- Work to be completed -
Arrange the lines from the start of the records through the line containing "72L245 70L242 71L242", inclusive, as a numbered list, leaving out any blank lines.

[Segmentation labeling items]
━━━━━━━━━━━━━━━━━━━━━━━━━━━━━━

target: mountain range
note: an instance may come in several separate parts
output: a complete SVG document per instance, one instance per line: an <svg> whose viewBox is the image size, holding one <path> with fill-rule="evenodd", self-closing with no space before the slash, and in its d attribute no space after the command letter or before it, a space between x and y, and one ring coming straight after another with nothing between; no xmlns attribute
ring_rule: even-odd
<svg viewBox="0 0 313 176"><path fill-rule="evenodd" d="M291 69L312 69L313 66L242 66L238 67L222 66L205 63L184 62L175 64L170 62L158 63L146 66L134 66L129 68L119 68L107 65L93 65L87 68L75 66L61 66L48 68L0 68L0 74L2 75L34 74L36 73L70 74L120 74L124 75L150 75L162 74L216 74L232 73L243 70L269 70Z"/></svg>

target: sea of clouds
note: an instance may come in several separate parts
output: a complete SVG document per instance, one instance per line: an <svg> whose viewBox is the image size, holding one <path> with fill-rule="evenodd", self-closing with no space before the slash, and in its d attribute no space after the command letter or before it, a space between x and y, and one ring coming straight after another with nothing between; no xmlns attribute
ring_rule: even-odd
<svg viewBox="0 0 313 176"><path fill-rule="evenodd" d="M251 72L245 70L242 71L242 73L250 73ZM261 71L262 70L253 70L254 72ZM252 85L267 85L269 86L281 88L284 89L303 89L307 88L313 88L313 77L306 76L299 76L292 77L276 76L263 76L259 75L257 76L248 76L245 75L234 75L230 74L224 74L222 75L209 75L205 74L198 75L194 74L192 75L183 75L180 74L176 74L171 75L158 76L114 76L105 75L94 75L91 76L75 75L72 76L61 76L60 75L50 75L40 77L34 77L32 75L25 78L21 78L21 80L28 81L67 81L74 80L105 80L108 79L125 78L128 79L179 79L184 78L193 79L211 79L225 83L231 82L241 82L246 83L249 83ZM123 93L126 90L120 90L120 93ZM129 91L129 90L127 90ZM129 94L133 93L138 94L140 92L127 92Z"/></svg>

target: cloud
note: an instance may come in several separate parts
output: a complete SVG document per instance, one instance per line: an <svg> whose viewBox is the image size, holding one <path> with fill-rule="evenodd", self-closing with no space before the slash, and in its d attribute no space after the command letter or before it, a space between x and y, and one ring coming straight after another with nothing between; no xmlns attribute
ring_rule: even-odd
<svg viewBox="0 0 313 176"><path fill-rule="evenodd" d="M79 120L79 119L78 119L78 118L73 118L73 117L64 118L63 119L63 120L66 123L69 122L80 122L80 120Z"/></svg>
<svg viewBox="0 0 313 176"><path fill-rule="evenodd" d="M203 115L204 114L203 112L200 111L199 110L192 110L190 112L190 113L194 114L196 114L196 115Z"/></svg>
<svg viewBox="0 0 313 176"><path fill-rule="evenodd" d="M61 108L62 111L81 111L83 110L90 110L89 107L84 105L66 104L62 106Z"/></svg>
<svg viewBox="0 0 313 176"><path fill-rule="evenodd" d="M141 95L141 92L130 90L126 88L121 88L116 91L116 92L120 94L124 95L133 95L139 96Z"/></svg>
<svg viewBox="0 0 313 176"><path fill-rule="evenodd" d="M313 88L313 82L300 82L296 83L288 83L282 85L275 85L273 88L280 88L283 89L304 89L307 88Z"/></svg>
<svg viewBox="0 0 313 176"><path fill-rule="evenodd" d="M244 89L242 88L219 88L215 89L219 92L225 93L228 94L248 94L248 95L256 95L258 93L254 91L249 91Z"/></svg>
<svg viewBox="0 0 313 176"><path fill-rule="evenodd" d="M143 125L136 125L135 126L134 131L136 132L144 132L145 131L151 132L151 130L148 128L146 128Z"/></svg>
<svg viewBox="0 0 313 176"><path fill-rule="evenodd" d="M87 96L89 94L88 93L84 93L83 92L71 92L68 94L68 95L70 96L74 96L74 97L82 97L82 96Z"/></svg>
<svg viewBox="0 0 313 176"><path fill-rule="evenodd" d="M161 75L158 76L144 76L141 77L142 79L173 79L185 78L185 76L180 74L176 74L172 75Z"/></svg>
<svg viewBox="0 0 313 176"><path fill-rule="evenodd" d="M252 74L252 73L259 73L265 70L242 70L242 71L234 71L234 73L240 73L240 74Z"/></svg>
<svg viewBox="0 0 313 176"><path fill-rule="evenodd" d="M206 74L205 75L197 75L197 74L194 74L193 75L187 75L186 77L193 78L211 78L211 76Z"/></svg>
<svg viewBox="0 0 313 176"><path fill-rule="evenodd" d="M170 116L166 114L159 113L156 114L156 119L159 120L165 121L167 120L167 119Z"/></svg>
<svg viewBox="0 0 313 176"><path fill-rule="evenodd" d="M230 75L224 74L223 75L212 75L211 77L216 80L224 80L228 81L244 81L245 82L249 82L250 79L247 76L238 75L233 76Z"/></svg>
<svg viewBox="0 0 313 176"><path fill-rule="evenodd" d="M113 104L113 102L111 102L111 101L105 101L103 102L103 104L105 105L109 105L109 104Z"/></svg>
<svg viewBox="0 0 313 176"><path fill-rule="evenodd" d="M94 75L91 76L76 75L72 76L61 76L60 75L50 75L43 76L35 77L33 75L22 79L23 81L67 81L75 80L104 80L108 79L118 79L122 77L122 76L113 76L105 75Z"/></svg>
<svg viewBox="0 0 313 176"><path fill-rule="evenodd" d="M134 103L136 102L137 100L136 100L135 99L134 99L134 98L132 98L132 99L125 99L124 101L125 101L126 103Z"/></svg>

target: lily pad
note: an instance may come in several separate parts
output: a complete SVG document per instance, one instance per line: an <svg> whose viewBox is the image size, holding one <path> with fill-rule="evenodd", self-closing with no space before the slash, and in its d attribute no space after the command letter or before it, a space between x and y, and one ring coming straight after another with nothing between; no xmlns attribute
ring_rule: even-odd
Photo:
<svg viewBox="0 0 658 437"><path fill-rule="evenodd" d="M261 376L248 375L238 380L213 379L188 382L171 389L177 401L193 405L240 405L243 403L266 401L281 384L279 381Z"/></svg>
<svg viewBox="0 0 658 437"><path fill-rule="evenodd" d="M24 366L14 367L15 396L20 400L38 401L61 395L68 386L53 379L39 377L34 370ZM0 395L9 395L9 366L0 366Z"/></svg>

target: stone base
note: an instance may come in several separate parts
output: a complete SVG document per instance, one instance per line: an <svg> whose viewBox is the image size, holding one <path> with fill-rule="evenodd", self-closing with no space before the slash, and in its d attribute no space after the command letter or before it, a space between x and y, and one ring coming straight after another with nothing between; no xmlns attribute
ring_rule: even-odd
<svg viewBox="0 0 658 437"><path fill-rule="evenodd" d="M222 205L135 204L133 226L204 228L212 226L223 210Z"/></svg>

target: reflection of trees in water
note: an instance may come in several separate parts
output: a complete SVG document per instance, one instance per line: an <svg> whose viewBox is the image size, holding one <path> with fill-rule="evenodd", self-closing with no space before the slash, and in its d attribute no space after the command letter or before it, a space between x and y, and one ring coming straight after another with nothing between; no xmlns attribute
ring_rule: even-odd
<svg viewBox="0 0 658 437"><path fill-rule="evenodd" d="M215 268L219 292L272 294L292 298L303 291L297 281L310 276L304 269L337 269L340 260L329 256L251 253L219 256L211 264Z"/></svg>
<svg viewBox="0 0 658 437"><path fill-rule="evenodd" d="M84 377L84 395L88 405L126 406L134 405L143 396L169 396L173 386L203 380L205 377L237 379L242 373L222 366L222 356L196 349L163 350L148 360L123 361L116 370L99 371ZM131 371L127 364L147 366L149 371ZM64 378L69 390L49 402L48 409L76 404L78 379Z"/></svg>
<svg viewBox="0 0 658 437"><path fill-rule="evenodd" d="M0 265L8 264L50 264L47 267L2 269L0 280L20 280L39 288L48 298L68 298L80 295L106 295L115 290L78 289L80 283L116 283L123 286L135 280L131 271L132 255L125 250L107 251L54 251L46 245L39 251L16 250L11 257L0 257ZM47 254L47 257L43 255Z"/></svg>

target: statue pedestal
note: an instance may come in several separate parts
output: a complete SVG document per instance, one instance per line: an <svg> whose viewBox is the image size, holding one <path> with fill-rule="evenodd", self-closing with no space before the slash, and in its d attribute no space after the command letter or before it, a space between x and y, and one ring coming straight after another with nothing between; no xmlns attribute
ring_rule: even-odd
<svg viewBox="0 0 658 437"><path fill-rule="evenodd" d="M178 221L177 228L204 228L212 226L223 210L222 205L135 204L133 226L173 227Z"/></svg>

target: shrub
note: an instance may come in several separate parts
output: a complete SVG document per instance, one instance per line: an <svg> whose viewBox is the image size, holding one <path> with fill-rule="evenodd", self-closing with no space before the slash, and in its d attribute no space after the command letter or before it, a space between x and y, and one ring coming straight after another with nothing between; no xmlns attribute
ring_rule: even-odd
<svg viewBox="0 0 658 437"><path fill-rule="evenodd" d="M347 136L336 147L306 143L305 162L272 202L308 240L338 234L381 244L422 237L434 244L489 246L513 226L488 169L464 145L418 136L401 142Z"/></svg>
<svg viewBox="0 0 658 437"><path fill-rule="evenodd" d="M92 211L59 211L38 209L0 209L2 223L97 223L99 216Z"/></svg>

━━━━━━━━━━━━━━━━━━━━━━━━━━━━━━

- Completed task -
1. target: mountain range
2. note: an instance may come in several separate parts
3. output: a complete SVG document per instance, one instance per line: an <svg> whose viewBox is the image size, holding one <path> with fill-rule="evenodd", self-closing with no space before the slash, and in its d attribute no space after the command letter or before it, a space between x and y, and one ring coming straight after another with nothing between; no xmlns attribute
4. ring_rule: even-odd
5. <svg viewBox="0 0 313 176"><path fill-rule="evenodd" d="M291 69L312 69L313 66L242 66L238 67L222 66L205 63L184 62L175 64L170 62L158 63L146 66L134 66L129 68L119 68L107 65L93 65L87 68L75 66L61 66L48 68L0 68L0 74L2 75L34 74L36 73L70 74L120 74L124 75L150 75L162 74L216 74L232 73L243 70L269 70Z"/></svg>
6. target: sea of clouds
7. note: an instance may come in several separate parts
8. output: a complete SVG document per instance, one instance per line: an <svg> whose viewBox is the image size, holding one <path> with fill-rule="evenodd", self-closing with no space before the slash, and in its d attribute no space after the command letter or before it, a space between x and y, and one ring coming straight after another with nothing between; no xmlns attribute
9. ring_rule: even-odd
10. <svg viewBox="0 0 313 176"><path fill-rule="evenodd" d="M251 72L245 70L242 71L242 73L250 73ZM261 71L262 70L253 70L254 72ZM252 85L267 85L269 86L281 88L284 89L303 89L307 88L313 88L313 77L306 76L299 76L292 77L276 76L263 76L259 75L257 76L248 76L245 75L234 75L230 74L224 74L222 75L209 75L205 74L198 75L194 74L192 75L183 75L180 74L176 74L171 75L158 76L114 76L105 75L94 75L91 76L75 75L72 76L61 76L60 75L50 75L40 77L34 77L32 75L25 78L21 78L21 80L28 81L67 81L74 80L105 80L108 79L125 78L128 79L179 79L184 78L193 79L211 79L225 83L231 82L241 82L246 83L249 83ZM123 93L126 90L120 90L120 93ZM129 91L129 90L127 90ZM129 94L133 93L138 94L140 92L127 92Z"/></svg>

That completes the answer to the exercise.